* Instruction 1
Print the passage on self-regulated learning word for word.
*** Text excerpt ***
An earlier work by Zimmerman [19] argues that self-regulated learning, rather than being seen as comprising skills, should be viewed as processes by which learners transform their mental abilities into academic skills. Following on from this, Zimmerman [19] identified three phases of processes learners go through to transform their mental abilities into academic skills. Forethought phase: There are two major classes of forethought phase processes—task analysis and self-motivation. Task analysis involves goal setting and strategic planning, while self-motivation involves self-efficacy, outcome expectations, intrinsic interest/value, and learning goal orientation. Performance phase: There are two major classes of performance phase processes—self-control and self-observation. Self-control involves the use of imagery, the abilities for self-instruction and attention focusing, and task strategies. Self-observation involves self-recording or self-examination to identify cause and effect. Self-reflection phase: There are two major classes of self-reflection phase processes—self-judgment and self-reaction. Self-judgment involves self-evaluation and causal attribution. Self-reaction involves self-satisfaction or affect and adaptive or defensive responses [19].

Young and Hung [13,14] studied self-regulated learning with a web-based homework system along the following dimensions: goal setting; environment structuring; task strategies; time management; help seeking; and self-evaluation. The results showed that students were cognizant and active across all the dimensions studied, with a majority of students giving markedly positive responses. The only question to which the students responded negatively was when asked if they used the teaching assistant as a means of help seeking; however, students responded positively when asked if they knew how to find the help they needed.
*** End of Text excerpt ***
*** Material shown ***
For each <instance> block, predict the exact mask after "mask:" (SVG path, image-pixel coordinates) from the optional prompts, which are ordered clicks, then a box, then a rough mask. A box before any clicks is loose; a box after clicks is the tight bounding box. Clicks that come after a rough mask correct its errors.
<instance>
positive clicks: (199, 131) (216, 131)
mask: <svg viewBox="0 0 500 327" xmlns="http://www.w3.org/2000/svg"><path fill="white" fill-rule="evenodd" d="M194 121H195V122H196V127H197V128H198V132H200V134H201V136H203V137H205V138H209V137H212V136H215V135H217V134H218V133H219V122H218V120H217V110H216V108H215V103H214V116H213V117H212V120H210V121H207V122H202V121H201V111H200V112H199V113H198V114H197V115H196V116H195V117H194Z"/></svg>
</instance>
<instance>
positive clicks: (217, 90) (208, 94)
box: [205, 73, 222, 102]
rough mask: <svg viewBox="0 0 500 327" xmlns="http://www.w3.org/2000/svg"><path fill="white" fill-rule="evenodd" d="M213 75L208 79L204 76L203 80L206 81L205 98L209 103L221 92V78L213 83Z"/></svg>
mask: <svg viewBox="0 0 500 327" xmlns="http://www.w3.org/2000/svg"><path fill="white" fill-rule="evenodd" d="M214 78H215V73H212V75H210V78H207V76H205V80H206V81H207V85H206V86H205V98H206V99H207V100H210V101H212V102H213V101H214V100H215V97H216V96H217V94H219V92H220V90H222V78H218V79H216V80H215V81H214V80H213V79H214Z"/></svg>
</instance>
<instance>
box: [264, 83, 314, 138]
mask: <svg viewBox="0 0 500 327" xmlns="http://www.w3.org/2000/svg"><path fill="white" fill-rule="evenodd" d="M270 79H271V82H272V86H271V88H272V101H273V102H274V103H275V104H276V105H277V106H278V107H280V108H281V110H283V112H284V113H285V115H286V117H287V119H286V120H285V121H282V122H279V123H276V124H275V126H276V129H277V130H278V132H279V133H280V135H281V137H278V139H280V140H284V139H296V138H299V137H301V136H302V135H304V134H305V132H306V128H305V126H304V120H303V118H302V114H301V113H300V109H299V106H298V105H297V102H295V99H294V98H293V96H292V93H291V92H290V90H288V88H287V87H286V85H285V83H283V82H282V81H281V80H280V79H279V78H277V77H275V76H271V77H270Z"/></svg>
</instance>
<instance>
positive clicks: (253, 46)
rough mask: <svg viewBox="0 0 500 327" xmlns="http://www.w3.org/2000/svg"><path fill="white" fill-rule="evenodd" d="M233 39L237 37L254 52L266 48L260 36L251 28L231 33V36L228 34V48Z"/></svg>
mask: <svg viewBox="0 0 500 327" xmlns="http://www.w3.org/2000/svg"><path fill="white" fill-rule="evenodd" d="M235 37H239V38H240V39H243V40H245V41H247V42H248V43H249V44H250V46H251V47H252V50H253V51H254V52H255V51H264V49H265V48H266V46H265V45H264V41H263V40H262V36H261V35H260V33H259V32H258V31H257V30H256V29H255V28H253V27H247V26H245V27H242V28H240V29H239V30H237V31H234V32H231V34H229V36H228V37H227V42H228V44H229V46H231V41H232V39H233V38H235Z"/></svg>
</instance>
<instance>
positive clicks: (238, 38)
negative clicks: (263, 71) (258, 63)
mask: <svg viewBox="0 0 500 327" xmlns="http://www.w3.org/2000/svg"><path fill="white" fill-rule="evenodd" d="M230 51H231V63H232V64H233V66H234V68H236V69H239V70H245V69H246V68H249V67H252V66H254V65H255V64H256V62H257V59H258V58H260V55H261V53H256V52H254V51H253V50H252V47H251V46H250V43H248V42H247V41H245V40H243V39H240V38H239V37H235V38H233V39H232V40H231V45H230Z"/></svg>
*** End of Material shown ***
*** Material shown ***
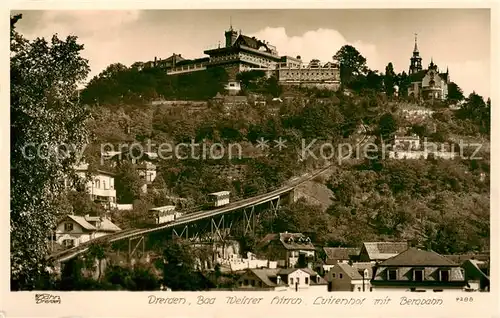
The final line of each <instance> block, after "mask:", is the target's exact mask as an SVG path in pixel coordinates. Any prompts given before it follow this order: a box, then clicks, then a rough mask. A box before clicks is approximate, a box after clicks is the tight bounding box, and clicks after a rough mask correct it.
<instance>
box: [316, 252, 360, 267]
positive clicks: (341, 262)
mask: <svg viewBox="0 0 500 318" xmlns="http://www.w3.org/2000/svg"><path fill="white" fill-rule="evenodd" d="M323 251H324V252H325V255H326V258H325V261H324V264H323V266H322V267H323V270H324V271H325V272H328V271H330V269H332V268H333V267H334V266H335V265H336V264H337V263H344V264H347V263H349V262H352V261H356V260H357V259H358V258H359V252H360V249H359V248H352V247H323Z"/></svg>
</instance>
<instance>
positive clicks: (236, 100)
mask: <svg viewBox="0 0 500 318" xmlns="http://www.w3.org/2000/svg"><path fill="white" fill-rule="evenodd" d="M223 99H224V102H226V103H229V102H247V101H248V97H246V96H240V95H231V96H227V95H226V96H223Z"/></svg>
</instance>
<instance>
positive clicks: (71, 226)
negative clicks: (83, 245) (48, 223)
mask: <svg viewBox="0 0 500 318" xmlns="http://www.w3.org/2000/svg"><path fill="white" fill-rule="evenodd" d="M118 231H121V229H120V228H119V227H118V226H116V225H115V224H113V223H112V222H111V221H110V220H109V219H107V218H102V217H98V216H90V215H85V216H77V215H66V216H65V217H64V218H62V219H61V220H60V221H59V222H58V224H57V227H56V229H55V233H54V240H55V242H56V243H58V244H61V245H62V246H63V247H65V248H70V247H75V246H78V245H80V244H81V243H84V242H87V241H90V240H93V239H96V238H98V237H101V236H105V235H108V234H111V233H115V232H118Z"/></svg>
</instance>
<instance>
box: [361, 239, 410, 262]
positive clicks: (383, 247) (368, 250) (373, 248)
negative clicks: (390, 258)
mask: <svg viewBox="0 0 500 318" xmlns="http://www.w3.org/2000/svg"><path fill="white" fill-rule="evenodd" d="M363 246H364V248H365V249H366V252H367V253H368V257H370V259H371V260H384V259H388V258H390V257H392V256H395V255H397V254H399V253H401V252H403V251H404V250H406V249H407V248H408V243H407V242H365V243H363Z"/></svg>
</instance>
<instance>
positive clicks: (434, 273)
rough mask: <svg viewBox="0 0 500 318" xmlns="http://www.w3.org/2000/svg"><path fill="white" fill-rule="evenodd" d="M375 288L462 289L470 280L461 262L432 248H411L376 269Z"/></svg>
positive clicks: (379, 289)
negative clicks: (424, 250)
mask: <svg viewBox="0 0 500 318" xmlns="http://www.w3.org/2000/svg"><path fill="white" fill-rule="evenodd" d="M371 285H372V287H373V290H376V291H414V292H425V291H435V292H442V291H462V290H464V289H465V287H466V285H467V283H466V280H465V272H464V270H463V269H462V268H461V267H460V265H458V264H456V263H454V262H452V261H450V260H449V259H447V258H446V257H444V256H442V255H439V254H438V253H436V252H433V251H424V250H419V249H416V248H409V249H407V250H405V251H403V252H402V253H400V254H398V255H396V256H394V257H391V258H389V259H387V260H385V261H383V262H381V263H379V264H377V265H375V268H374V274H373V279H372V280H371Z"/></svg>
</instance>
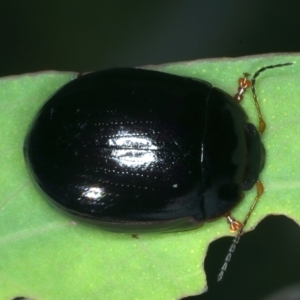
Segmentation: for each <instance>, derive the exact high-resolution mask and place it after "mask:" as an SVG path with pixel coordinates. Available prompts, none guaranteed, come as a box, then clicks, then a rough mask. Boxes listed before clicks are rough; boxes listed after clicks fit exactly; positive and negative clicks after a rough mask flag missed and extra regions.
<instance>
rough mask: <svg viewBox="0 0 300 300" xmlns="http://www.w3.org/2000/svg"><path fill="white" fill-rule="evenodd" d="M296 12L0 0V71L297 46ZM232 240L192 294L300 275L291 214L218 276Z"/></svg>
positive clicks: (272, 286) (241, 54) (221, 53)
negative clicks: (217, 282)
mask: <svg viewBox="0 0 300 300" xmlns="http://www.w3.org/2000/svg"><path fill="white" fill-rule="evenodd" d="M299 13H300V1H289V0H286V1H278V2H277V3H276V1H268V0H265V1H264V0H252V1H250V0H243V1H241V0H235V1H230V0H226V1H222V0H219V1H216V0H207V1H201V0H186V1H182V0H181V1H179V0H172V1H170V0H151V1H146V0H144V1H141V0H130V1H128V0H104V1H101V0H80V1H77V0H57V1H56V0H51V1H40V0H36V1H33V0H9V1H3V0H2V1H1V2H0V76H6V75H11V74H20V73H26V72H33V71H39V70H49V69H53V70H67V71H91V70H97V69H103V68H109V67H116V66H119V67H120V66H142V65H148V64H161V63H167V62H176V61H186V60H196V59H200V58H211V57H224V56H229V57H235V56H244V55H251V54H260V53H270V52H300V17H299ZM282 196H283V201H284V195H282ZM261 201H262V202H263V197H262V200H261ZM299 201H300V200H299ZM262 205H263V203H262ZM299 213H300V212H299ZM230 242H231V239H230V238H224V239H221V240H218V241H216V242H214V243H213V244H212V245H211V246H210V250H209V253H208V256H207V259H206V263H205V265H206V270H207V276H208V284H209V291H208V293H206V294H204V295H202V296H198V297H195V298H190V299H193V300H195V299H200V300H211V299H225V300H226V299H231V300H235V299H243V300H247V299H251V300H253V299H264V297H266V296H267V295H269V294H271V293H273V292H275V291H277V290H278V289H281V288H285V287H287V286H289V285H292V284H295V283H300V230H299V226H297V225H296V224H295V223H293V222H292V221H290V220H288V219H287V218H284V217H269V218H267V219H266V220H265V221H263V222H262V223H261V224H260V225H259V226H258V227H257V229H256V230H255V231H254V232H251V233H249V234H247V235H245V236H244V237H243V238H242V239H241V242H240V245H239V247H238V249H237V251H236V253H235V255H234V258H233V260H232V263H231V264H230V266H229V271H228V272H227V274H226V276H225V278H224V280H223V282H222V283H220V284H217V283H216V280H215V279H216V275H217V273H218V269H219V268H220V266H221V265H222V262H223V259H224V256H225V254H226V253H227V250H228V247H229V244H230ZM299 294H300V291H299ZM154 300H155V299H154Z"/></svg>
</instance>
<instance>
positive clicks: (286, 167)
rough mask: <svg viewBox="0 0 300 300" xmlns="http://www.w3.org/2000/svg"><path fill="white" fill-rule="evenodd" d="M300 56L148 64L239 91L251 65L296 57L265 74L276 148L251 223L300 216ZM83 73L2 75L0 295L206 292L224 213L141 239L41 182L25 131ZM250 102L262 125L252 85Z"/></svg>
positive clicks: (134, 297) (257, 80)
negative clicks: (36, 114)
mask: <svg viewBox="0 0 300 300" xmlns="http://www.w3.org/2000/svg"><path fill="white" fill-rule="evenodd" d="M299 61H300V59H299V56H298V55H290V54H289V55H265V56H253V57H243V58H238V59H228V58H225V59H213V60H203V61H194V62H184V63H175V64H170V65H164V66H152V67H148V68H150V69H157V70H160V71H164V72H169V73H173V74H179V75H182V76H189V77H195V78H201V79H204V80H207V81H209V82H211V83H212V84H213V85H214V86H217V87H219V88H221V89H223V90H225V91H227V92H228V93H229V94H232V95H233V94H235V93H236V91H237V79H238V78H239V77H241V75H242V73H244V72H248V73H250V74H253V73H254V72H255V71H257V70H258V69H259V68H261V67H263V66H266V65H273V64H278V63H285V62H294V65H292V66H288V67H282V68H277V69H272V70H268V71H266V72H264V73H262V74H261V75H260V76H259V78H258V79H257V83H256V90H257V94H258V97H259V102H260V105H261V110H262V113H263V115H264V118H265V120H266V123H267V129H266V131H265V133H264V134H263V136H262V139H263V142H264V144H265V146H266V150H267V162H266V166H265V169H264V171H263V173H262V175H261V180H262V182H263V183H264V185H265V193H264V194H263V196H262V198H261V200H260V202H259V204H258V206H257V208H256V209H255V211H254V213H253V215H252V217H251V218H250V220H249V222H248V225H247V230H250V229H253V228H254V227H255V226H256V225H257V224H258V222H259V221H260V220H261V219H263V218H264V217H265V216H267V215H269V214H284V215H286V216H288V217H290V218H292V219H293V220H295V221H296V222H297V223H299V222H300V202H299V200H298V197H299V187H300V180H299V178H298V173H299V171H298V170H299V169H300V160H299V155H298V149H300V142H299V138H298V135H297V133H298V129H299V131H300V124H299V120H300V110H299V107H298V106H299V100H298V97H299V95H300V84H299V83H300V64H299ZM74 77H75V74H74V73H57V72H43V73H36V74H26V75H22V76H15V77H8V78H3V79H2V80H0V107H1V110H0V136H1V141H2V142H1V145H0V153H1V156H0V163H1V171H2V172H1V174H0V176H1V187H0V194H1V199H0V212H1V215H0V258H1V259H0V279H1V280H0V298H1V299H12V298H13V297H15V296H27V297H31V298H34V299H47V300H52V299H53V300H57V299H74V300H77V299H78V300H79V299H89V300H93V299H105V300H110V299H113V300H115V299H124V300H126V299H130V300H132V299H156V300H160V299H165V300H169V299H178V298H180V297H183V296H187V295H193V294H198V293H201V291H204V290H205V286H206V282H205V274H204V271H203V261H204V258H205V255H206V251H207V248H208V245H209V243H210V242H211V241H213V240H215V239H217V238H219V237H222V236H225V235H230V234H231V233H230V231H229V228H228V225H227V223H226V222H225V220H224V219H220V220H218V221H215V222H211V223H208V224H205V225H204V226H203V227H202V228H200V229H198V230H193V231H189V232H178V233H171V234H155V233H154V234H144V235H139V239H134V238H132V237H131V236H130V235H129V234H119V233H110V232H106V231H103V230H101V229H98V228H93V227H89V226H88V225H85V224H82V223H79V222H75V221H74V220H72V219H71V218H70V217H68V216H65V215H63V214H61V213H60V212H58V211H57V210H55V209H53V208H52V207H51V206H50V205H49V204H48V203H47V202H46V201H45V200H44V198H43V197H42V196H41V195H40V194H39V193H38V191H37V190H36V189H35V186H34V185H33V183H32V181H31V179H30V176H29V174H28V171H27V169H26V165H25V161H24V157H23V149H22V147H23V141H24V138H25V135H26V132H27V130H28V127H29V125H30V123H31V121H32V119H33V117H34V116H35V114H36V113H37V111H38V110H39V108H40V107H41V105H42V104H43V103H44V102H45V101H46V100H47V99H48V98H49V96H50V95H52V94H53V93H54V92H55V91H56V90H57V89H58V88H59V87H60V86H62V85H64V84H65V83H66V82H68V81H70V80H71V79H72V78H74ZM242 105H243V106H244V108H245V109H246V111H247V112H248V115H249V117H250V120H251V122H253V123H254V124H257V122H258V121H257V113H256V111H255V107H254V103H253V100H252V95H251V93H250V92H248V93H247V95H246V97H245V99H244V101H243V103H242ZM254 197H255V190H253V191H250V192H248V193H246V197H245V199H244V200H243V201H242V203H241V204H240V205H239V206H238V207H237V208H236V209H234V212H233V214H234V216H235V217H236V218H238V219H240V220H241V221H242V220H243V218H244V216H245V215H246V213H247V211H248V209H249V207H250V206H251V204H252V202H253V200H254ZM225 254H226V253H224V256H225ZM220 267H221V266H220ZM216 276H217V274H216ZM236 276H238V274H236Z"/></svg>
*** End of Material shown ***
*** Material shown ***
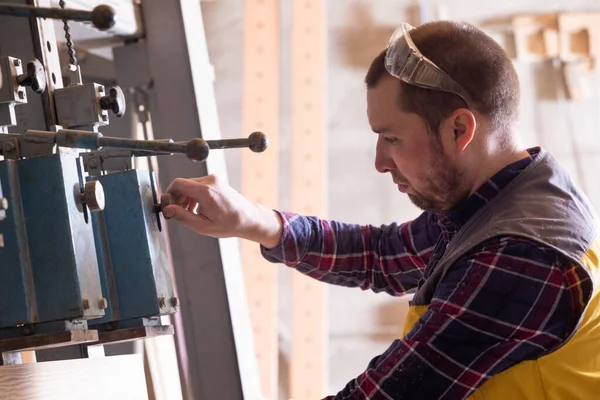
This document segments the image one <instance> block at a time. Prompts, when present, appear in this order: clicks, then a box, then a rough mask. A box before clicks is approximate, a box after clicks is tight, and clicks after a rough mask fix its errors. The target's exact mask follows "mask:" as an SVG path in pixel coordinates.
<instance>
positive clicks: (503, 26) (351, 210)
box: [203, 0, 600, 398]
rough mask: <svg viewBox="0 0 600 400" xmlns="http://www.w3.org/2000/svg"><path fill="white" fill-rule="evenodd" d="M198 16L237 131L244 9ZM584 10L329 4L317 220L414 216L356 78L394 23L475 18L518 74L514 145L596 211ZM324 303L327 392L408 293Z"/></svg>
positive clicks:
*** End of Material shown ***
* Instruction 2
Output the lines of the listing between the line holding "For each <instance> block, predict" and the line holding "positive clicks: (199, 131) (216, 131)", inclusive, and nothing else.

* Task answer 1
An earlier work by Zimmerman [19] argues that self-regulated learning, rather than being seen as comprising skills, should be viewed as processes by which learners transform their mental abilities into academic skills. Following on from this, Zimmerman [19] identified three phases of processes learners go through to transform their mental abilities into academic skills. Forethought phase: There are two major classes of forethought phase processes—task analysis and self-motivation. Task analysis involves goal setting and strategic planning, while self-motivation involves self-efficacy, outcome expectations, intrinsic interest/value, and learning goal orientation. Performance phase: There are two major classes of performance phase processes—self-control and self-observation. Self-control involves the use of imagery, the abilities for self-instruction and attention focusing, and task strategies. Self-observation involves self-recording or self-examination to identify cause and effect. Self-reflection phase: There are two major classes of self-reflection phase processes—self-judgment and self-reaction. Self-judgment involves self-evaluation and causal attribution. Self-reaction involves self-satisfaction or affect and adaptive or defensive responses [19].

Young and Hung [13,14] studied self-regulated learning with a web-based homework system along the following dimensions: goal setting; environment structuring; task strategies; time management; help seeking; and self-evaluation. The results showed that students were cognizant and active across all the dimensions studied, with a majority of students giving markedly positive responses. The only question to which the students responded negatively was when asked if they used the teaching assistant as a means of help seeking; however, students responded positively when asked if they knew how to find the help they needed.

* Task answer 2
For each <instance> block, predict the exact mask after "mask:" (SVG path, image-pixel coordinates) from the optional prompts, which are ordered clicks, then a box, then a rough mask. A box before any clicks is loose; a box after clicks is the tight bounding box. Clicks that come after a rough mask correct its errors.
<instance>
positive clicks: (199, 131) (216, 131)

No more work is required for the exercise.